Exercise objective
Begin your copy at the line that contains "shoreline for player-tracking calibration." and carry it on, exactly, to the last line of the material below.

━━━━━ Dataset entries ━━━━━

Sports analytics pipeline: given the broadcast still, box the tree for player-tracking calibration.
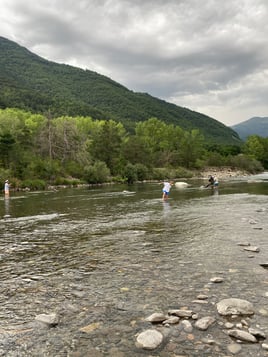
[179,129,204,168]
[91,120,126,173]
[243,135,265,162]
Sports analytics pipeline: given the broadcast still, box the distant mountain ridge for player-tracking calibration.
[0,36,241,144]
[231,117,268,140]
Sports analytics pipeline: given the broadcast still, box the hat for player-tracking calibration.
[5,180,8,183]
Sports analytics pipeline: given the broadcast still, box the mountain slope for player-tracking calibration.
[0,36,241,144]
[231,117,268,140]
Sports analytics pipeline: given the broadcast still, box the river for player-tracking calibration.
[0,174,268,356]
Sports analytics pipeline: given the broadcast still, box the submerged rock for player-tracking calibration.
[136,329,163,350]
[243,246,260,252]
[35,313,59,327]
[217,298,254,316]
[145,312,167,323]
[228,329,257,343]
[194,316,215,330]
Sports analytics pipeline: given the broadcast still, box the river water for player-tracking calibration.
[0,174,268,356]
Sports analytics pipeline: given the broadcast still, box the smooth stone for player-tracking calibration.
[262,343,268,350]
[197,294,208,299]
[192,300,208,304]
[168,309,193,318]
[227,343,242,354]
[181,320,193,332]
[260,263,268,268]
[35,313,59,326]
[136,329,163,350]
[217,298,254,316]
[228,329,257,343]
[210,277,224,283]
[243,246,260,252]
[145,312,167,323]
[248,327,266,339]
[175,182,190,188]
[195,316,215,330]
[163,316,180,325]
[259,308,268,316]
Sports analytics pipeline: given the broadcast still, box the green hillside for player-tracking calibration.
[0,36,241,144]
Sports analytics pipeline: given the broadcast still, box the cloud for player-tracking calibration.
[1,0,268,125]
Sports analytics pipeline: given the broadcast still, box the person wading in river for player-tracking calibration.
[4,180,10,196]
[162,180,173,201]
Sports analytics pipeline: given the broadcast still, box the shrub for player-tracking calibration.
[84,161,111,184]
[135,163,149,181]
[123,163,137,184]
[21,179,46,190]
[226,154,263,173]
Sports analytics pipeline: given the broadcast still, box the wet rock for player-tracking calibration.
[201,337,215,344]
[35,313,59,327]
[216,298,254,316]
[262,343,268,350]
[79,322,102,333]
[180,320,193,332]
[248,327,266,339]
[163,316,180,325]
[136,329,163,350]
[192,300,208,304]
[243,246,260,252]
[197,294,208,300]
[194,316,215,330]
[210,277,224,283]
[168,309,193,318]
[258,308,268,316]
[145,312,167,323]
[227,343,242,354]
[260,263,268,268]
[227,329,257,343]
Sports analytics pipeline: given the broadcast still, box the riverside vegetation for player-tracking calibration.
[0,108,266,191]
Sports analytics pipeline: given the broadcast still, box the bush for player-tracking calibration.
[123,163,137,184]
[84,161,111,184]
[21,179,46,190]
[174,167,193,178]
[226,154,263,173]
[53,177,82,186]
[204,152,226,167]
[135,163,149,181]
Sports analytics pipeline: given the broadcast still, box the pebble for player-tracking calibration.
[210,277,224,283]
[35,313,59,327]
[195,316,215,330]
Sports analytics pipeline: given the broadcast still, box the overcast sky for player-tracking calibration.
[1,0,268,126]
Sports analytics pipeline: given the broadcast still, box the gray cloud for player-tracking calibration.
[1,0,268,125]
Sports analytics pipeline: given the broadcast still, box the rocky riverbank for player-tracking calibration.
[197,166,250,180]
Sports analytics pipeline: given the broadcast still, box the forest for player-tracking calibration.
[0,36,240,145]
[0,108,265,190]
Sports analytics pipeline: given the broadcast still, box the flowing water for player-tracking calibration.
[0,174,268,356]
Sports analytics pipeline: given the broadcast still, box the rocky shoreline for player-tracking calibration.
[197,166,250,180]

━━━━━

Reply to the exercise
Sports analytics pipeline: given the broadcast still, box the rocky shoreline for player-tracking calibration.
[197,166,250,180]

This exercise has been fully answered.